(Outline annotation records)
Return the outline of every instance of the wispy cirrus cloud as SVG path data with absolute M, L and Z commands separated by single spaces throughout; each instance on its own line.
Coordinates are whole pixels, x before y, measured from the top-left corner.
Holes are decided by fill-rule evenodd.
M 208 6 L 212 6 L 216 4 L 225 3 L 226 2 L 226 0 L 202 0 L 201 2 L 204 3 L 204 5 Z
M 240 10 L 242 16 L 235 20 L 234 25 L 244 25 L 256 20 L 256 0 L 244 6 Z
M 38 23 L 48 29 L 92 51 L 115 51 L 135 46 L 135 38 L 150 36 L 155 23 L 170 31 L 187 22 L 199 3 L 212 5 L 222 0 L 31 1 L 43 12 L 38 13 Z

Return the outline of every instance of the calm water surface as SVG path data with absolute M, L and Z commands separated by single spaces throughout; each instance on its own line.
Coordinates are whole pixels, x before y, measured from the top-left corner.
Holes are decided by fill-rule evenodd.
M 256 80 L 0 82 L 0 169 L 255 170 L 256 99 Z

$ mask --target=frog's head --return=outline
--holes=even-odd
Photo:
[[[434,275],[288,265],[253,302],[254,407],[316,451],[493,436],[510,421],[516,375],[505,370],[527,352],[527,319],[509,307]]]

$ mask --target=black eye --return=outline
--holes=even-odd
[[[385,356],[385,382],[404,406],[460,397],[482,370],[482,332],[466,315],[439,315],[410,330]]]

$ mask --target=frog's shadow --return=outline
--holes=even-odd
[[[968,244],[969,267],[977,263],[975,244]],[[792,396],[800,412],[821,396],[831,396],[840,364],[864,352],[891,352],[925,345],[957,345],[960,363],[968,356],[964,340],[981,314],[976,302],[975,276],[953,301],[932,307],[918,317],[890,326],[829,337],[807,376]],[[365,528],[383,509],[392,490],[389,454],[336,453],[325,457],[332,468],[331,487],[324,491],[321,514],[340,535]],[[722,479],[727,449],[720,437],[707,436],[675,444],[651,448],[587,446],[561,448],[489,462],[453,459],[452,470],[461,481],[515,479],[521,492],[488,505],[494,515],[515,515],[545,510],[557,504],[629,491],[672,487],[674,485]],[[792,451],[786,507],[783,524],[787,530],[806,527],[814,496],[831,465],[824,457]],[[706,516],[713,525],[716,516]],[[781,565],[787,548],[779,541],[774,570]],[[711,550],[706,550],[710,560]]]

## YOUR INSTRUCTIONS
Extract each line of the items above that contains the string "target", treating uppercase and lowercase letters as distinct.

## ANSWER
$ mask --target=frog's head --return=outline
$ mask --target=black eye --return=outline
$ mask --target=frog's shadow --return=outline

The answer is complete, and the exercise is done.